> **Goal of the exercise**:
Repeat every entry word for word. Images do not belong in the copy.

****

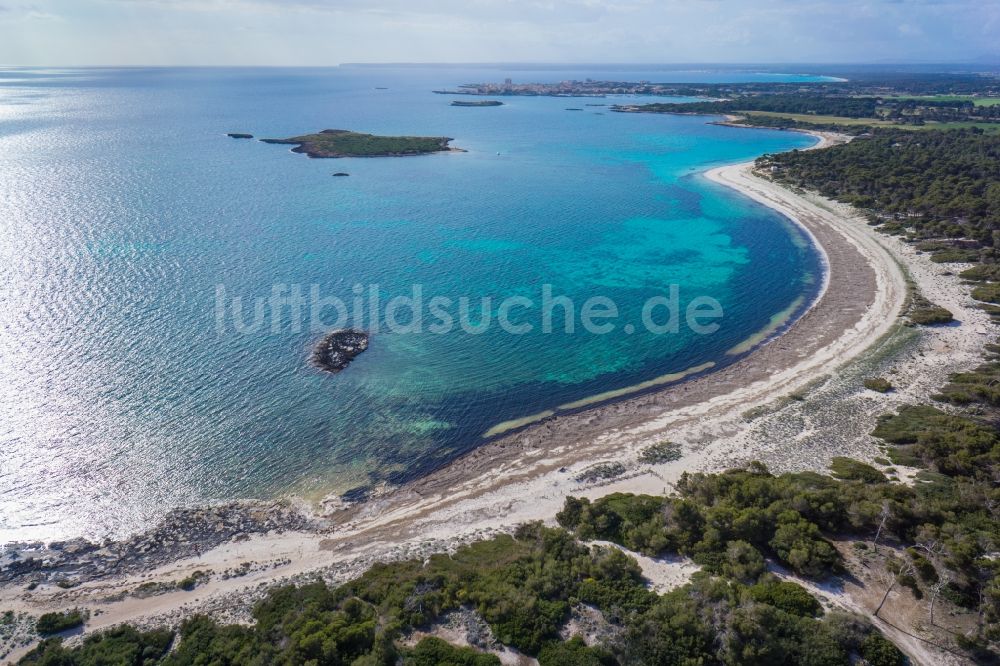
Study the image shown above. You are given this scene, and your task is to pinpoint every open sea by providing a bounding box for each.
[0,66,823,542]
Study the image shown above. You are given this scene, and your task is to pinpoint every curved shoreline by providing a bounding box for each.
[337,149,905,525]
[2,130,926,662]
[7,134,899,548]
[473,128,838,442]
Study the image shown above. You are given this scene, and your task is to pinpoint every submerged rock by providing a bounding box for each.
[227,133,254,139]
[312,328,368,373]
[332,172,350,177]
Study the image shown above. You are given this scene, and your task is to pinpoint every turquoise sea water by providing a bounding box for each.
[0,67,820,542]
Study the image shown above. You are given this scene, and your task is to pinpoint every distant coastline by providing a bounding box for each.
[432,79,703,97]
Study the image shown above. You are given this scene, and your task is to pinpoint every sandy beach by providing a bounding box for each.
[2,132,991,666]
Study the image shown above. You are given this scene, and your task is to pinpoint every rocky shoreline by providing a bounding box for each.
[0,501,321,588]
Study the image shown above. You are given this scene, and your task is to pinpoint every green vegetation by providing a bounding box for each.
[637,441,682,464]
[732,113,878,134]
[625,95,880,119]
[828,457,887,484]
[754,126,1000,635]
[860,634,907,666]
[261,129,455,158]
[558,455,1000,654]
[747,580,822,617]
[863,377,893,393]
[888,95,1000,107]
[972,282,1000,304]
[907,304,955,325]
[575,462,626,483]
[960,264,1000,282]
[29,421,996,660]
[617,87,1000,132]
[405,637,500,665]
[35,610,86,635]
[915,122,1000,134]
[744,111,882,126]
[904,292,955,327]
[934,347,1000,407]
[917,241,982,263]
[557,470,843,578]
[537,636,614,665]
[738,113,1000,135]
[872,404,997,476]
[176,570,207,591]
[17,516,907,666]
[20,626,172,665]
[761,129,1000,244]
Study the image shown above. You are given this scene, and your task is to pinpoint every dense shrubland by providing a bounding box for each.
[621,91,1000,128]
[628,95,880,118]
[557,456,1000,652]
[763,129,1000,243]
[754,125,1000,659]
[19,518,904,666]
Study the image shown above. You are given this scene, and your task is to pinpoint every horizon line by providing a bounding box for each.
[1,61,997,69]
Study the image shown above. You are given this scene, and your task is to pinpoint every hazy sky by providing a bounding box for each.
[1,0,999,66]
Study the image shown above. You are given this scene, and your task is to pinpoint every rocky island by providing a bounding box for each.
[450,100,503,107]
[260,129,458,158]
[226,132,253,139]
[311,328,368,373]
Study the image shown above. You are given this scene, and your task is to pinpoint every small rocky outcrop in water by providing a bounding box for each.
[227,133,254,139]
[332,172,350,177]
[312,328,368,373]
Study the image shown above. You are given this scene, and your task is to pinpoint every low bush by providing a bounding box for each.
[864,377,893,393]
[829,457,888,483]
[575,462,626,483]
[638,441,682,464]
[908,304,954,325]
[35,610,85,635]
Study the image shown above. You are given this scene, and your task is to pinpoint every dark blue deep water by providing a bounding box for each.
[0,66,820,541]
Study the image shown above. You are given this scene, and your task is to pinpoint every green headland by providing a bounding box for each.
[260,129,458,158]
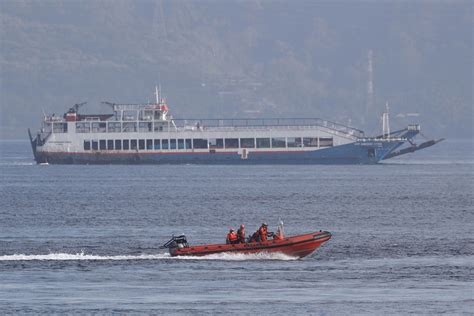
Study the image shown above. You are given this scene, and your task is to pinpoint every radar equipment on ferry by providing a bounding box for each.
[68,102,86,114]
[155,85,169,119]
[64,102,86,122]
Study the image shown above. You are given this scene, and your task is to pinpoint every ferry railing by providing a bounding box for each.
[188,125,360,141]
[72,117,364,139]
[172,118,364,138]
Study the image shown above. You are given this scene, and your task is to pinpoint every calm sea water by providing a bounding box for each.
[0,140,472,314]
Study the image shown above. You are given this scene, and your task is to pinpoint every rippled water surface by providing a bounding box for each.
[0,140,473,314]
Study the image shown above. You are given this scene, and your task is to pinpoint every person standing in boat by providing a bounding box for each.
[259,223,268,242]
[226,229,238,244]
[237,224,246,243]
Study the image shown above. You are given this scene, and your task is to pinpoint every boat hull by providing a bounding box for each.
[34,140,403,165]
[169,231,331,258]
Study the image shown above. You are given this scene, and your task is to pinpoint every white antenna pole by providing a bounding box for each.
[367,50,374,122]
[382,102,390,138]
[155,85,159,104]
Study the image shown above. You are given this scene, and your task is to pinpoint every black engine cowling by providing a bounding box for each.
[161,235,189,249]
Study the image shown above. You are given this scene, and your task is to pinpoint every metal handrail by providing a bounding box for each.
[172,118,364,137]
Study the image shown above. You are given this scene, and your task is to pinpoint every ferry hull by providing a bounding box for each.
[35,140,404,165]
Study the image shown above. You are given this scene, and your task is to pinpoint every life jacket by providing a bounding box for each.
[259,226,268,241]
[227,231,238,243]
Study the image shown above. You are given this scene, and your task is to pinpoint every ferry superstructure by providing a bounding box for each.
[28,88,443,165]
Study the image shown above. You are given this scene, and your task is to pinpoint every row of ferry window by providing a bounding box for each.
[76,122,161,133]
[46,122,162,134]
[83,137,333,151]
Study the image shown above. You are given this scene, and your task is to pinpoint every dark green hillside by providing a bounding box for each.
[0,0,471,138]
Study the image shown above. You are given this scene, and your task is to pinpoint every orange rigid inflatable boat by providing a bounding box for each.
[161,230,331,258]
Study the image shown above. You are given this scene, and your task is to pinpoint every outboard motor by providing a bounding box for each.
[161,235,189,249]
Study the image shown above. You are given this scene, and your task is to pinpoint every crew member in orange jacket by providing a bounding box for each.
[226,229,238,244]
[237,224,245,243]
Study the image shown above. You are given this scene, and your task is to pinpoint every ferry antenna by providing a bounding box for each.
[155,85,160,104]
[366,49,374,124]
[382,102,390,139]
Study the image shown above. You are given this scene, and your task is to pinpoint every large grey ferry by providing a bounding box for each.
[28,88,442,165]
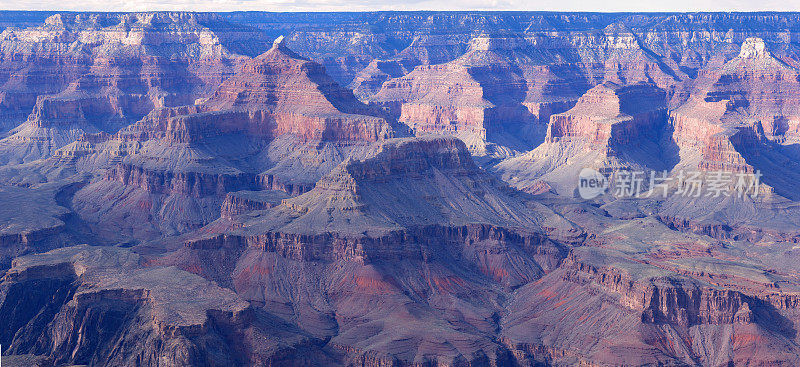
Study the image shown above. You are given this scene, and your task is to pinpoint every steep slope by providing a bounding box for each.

****

> **Answer space**:
Study the image shown above. You are given this scene, and your task is to pinpoint every open sea by providing a bounding box for each.
[0,66,823,542]
Study the image shown above. You are given this scene, and your task is to pinpoint every curved shoreline by providing a bounding box for each.
[337,149,905,525]
[2,130,926,662]
[7,134,899,548]
[473,128,838,442]
Study the image shown above. You are given this scene, and your task is to pinpoint every submerged rock by providing a bounding box for each.
[227,133,254,139]
[312,328,368,373]
[332,172,350,177]
Study the image shown above. You are given this scene, and your task is to pinpoint every turquoise sea water by providing a bounding box for each.
[0,67,820,542]
Study the image shown above. You are given this scene, and your task is to pinpoint every distant coastline by providing a bounding box for each.
[432,79,703,97]
Study the image shown above. You are given this scene, and your task is to pinpoint every sandy beach by providing a bounding box for each.
[2,132,991,666]
Study the image shown above. You are given this scene, and your task is to pinpoint every rocky shoreline by providing a bounding box for each.
[0,501,321,588]
Study the image shown above. You are given this scene, and your task is to pinpoint every green vegetation by providing a bounding box for each.
[637,441,682,464]
[732,113,878,134]
[625,95,880,119]
[828,457,887,484]
[754,126,1000,635]
[860,634,907,666]
[261,129,455,158]
[558,455,1000,654]
[747,580,822,617]
[863,377,893,393]
[888,95,1000,107]
[972,282,1000,304]
[907,304,955,325]
[575,462,626,483]
[960,264,1000,282]
[29,421,996,660]
[617,87,1000,132]
[405,637,500,665]
[35,610,86,635]
[915,122,1000,134]
[744,111,882,126]
[904,292,955,327]
[934,347,1000,407]
[917,241,982,263]
[557,470,843,578]
[537,636,614,665]
[738,113,1000,135]
[872,404,997,476]
[176,570,207,591]
[17,516,907,666]
[20,626,172,665]
[761,129,1000,244]
Study the image shown above. You are given this scene, and your task is to pinpoint every dense shrubland by providing a bounding box for each.
[621,91,1000,128]
[628,95,880,118]
[557,456,1000,652]
[763,129,1000,243]
[754,125,1000,659]
[19,518,904,666]
Study the image shown above. You are given this scene, and your task is to pinpoint every horizon line by providing a bounding box for each.
[1,61,997,69]
Study the image shown above. You are given this scene, and your task is to pinpoint every hazy sky by providing a bounding box for each.
[1,0,999,66]
Study the image shown above. You are given this scene, and your task is to pinpoint every rocky island by providing a bounding box for each.
[450,100,503,107]
[260,129,458,158]
[226,132,253,139]
[311,328,368,373]
Study the image shown above. You are given this scene, and your task is to pinpoint every small rocky outcrop in water by providing a bounding box for each.
[227,133,254,139]
[332,172,350,177]
[312,328,368,373]
Study the image shown above. You are given this scene, and your task is to pinpoint every low bush by providing a bounding box for each.
[864,377,893,393]
[829,457,888,483]
[575,462,626,483]
[638,441,682,464]
[908,304,954,325]
[35,610,85,635]
Study the image shown above. You are given this scene, and your task is to pinpoint every dark blue deep water by providing a bounding box for each.
[0,66,820,541]
Study the image shown above. You are given this scene, and your task is to pinpoint every green headland by providing a bounding box for each.
[260,129,458,158]
Study the image shown above. You are given this scene, and your task is to pinpoint every radar equipment on ferry by providing a bounding box for each.
[68,102,86,114]
[155,85,169,119]
[64,102,86,122]
Study the image shown above. You are given this scene, and your task is to pinpoint every ferry railing by providing a bounding box for each.
[188,125,360,141]
[72,117,364,139]
[172,118,364,138]
Study the image shown above. You are given this scene, and your task is to pinpoint every calm sea water by providing a bounding box for each.
[0,140,472,314]
Study the image shown above. You are given this scene, and your task is to pinpoint every rippled water surface by providing a bounding box for each.
[0,140,473,314]
Study the image shown above. You are given this scene, and your task is to pinpoint every person standing in boat by providing a bounding box for each.
[259,223,268,242]
[226,229,238,244]
[237,224,246,243]
Study the image shown above. You are given this scene, and your task is to pinpoint every boat hull by providing a bounding box for each.
[34,140,403,165]
[169,231,331,258]
Study the image shown above. You are given this scene, and your task is to pinpoint every white antenna pole by providing a bounding box for each.
[367,50,374,122]
[382,102,390,138]
[155,85,159,104]
Study the image shown above. You are given this scene, and your task is to pinpoint every black engine cowling by providing a bounding box for each.
[161,235,189,249]
Study the image shown above. You are given this scene, and your task is to pinpoint every metal handrail by providing a bounding box for each.
[172,118,364,137]
Study the image shown above. You are given this scene, and your task is to pinpoint every ferry hull by providing a bounding box for each.
[35,140,404,165]
Study the image shown above. You are given this scene, and your task is to pinpoint every life jacket by providing a bounding box for each.
[259,226,268,241]
[227,231,238,243]
Study the image shown above. You are given this scene, and your task is to pinpoint every ferry superstructure by providing a bounding box for each.
[28,88,443,165]
Study the image shown above. You are given this scene, and your task is to pinpoint every row of ferry window by providing a bounding box for each.
[76,122,161,133]
[46,122,162,134]
[83,137,333,151]
Study the image shown above. You are given this scene, and your task is to pinpoint every dark green hillside by providing a bounding box for each.
[0,0,471,138]
Study the image shown above. You are given this scene, and your task is to pinpoint every orange rigid inflatable boat by providing a bounding box for each.
[161,230,331,258]
Study the image shown above. You are given this scene, and your task is to pinpoint every outboard motor by providing a bounding box for each.
[161,235,189,249]
Study the image shown above. You are given this scene, and your task is to pinpoint every crew member in orange jacket by providing a bounding box for each.
[226,229,238,244]
[237,224,245,243]
Study the image shown above. You are given this scene, and your task is to pinpoint every ferry antenna by providing a bounding box for each.
[155,85,160,104]
[366,49,374,124]
[382,102,390,139]
Study the image shown above. You are given this scene, and your task is to pinpoint every large grey ferry by providing a bounding box for each.
[28,88,442,165]
Study the image shown above. You are given this scene, and your task is to pinpoint every steep slope by providing a bounding box for each.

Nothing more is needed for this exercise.